## Exercise aim
The records that follow must be reproduced in full, exactly as written.

## Provided data
□ □ □ □ □
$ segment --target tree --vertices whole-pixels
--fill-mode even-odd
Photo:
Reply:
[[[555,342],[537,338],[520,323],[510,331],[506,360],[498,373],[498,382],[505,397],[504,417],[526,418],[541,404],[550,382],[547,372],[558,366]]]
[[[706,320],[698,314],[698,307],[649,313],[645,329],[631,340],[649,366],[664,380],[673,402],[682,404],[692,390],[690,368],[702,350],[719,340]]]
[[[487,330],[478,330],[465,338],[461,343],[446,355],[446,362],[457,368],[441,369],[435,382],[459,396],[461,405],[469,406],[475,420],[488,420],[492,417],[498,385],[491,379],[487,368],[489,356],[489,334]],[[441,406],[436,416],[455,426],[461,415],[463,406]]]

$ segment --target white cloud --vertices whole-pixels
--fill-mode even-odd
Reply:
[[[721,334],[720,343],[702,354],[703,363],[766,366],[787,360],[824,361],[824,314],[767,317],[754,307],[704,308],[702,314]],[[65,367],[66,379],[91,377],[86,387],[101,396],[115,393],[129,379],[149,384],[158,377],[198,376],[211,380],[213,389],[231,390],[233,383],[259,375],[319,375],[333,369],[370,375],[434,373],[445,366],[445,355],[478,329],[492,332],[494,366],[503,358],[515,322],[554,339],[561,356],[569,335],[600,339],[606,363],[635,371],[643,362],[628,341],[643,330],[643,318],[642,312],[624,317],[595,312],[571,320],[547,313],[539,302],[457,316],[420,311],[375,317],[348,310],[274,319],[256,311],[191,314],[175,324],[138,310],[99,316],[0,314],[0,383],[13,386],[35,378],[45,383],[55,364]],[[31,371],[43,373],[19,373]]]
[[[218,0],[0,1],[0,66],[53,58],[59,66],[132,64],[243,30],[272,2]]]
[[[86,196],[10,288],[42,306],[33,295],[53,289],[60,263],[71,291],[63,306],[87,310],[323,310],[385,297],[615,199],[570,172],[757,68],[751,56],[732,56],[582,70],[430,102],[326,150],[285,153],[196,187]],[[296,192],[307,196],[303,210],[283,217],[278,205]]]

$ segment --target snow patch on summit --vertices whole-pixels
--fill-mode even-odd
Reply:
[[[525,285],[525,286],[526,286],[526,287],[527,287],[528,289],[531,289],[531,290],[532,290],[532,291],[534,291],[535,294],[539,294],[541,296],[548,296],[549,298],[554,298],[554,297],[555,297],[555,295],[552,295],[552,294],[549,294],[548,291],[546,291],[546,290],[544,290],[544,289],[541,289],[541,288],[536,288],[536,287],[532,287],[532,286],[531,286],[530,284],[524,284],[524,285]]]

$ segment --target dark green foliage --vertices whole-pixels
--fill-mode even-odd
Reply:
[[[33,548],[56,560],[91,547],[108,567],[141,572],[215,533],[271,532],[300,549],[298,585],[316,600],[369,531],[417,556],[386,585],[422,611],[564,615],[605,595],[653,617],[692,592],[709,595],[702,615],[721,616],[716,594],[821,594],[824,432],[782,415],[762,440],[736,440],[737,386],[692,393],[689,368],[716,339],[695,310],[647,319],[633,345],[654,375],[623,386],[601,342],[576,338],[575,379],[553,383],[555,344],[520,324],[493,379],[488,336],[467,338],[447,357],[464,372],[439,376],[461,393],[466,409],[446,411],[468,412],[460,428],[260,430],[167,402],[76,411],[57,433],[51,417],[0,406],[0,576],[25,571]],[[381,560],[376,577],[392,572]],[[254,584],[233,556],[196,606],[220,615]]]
□ □ □ □ □
## Response below
$ segment --target tree --vertices whole-pixels
--fill-mode even-odd
Photo:
Reply:
[[[555,342],[537,338],[520,323],[510,331],[506,360],[498,373],[498,382],[505,397],[504,417],[526,418],[541,404],[550,382],[547,372],[558,366]]]
[[[706,320],[698,314],[698,307],[649,313],[645,329],[631,340],[649,366],[664,380],[673,402],[682,404],[692,390],[690,368],[702,350],[719,340]]]
[[[487,330],[478,330],[465,338],[461,343],[446,355],[446,362],[457,368],[441,369],[435,382],[459,396],[461,405],[469,406],[475,420],[488,420],[492,417],[498,385],[491,379],[487,368],[489,356],[489,334]],[[441,406],[436,416],[455,426],[461,415],[463,406]]]

$ segment --target white cloud --vertices whole-pixels
--fill-mode even-odd
Reply:
[[[721,334],[720,343],[702,354],[703,363],[766,366],[787,360],[824,361],[824,314],[767,317],[754,307],[704,308],[702,314]],[[65,367],[66,379],[91,377],[86,387],[101,396],[115,393],[129,379],[149,384],[158,377],[198,376],[211,380],[213,389],[231,390],[233,383],[259,375],[319,375],[333,369],[370,375],[434,373],[445,366],[445,355],[478,329],[492,332],[494,366],[503,358],[515,322],[554,339],[561,356],[569,335],[600,339],[606,363],[635,371],[643,362],[628,341],[643,330],[643,318],[642,312],[624,317],[595,312],[571,320],[547,313],[539,302],[457,316],[420,311],[375,317],[348,310],[274,319],[256,311],[191,314],[175,324],[138,310],[99,316],[0,314],[0,383],[13,386],[35,378],[45,383],[55,364]],[[31,371],[43,373],[19,373]]]
[[[218,0],[0,1],[0,66],[53,58],[59,66],[132,64],[243,30],[272,2]]]
[[[86,196],[10,288],[42,306],[33,295],[53,289],[60,263],[71,291],[63,306],[87,310],[323,310],[385,297],[615,199],[570,172],[757,68],[751,56],[732,56],[582,70],[430,102],[326,150],[285,153],[196,187]],[[296,192],[307,196],[303,210],[283,217],[278,205]]]

$ segment --target snow patch on summit --vertices whole-pixels
--fill-mode even-odd
Reply:
[[[525,285],[525,286],[526,286],[526,287],[527,287],[528,289],[531,289],[531,290],[532,290],[532,291],[534,291],[535,294],[539,294],[541,296],[548,296],[549,298],[554,298],[554,297],[555,297],[555,295],[552,295],[552,294],[549,294],[548,291],[546,291],[546,290],[544,290],[544,289],[541,289],[541,288],[536,288],[536,287],[532,287],[532,286],[531,286],[530,284],[524,284],[524,285]]]

$ segment --target dark green foliage --vertices whole-pixels
--fill-mode even-odd
Reply:
[[[33,548],[56,560],[91,547],[108,567],[141,572],[215,533],[271,532],[300,549],[298,585],[316,600],[369,531],[417,556],[386,585],[422,611],[564,615],[605,595],[653,617],[692,592],[709,595],[702,615],[721,616],[716,594],[821,594],[824,432],[782,415],[762,440],[736,440],[737,386],[692,393],[689,368],[716,339],[695,310],[647,319],[633,345],[654,375],[623,386],[601,342],[576,338],[575,379],[553,383],[555,344],[520,324],[493,379],[488,336],[467,338],[447,357],[464,372],[439,376],[461,393],[466,409],[446,411],[468,412],[460,428],[260,430],[167,402],[76,411],[57,433],[51,417],[0,406],[0,576],[25,571]],[[381,560],[376,577],[392,572]],[[254,584],[233,556],[196,606],[220,615]]]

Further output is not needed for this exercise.